§ **GIVEN TASK**
Can you rewrite everything from the start of the records down to the line containing "[0,0,730,148]" as a Markdown table, with a Row column numbering each line and a Line column holding its text, skipping blank lines?

━━━━━ LISTED RECORDS ━━━━━

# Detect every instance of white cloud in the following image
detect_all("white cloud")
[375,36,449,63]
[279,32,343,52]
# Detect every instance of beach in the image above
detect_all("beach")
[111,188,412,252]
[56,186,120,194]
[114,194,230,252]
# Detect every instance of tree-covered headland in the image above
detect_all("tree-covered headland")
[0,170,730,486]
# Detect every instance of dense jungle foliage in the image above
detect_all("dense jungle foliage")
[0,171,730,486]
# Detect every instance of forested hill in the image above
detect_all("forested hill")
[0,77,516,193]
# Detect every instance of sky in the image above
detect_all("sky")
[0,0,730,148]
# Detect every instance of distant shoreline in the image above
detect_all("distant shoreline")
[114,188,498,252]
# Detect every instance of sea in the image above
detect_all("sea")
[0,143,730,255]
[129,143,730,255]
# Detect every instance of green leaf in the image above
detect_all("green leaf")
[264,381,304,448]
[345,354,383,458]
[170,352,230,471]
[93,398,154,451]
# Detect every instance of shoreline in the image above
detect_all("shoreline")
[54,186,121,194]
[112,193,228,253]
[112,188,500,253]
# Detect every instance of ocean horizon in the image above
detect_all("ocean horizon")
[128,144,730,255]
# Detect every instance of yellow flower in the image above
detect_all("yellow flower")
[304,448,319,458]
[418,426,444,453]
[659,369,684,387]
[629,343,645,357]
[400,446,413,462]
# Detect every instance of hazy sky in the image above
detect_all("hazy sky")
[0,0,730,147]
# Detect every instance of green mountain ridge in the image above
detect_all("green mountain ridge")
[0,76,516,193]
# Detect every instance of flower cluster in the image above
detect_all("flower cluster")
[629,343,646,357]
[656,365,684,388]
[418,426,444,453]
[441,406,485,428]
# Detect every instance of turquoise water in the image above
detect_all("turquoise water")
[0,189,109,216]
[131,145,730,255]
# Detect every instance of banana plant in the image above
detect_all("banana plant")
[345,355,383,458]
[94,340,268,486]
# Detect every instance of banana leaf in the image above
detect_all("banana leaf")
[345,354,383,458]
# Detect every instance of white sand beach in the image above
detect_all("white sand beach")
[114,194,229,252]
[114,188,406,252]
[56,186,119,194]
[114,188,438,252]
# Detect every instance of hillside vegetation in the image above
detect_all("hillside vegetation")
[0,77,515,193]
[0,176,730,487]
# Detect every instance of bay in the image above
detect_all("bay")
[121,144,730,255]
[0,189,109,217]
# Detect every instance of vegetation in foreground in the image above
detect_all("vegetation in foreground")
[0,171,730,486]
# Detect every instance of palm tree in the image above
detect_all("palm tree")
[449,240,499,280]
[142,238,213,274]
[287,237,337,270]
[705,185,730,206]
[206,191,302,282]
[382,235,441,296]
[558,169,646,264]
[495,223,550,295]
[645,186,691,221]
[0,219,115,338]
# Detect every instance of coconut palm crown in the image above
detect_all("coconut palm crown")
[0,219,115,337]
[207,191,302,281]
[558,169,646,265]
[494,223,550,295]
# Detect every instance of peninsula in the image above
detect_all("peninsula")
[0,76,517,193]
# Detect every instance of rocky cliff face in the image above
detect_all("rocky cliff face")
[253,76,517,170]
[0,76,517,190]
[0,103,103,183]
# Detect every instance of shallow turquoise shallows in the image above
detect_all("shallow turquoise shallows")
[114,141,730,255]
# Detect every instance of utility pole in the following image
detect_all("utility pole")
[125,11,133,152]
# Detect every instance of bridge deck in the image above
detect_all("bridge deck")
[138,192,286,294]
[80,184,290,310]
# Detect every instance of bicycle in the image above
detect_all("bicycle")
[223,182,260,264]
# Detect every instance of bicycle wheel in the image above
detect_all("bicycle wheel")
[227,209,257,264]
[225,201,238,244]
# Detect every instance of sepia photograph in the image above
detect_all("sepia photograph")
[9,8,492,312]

━━━━━

§ **SOLUTION TO THE PROBLEM**
| Row | Line |
|---|---|
| 1 | # Detect every instance of white cloud in the following image |
| 2 | detect_all("white cloud") |
| 3 | [375,36,449,63] |
| 4 | [279,32,343,52] |
| 5 | # Detect every instance of beach in the image above |
| 6 | detect_all("beach") |
| 7 | [111,188,412,252] |
| 8 | [56,186,120,194] |
| 9 | [114,194,230,252] |
| 10 | # Detect every instance of tree-covered headland in the image above |
| 11 | detect_all("tree-covered headland") |
| 12 | [0,170,730,486] |
| 13 | # Detect every instance of dense jungle foliage in the image above |
| 14 | detect_all("dense jungle foliage") |
| 15 | [0,171,730,486] |
| 16 | # Detect every instance of forested hill in the image above |
| 17 | detect_all("forested hill") |
| 18 | [0,77,516,193] |
| 19 | # Detect every instance of sky in the image above |
| 20 | detect_all("sky") |
| 21 | [0,0,730,148] |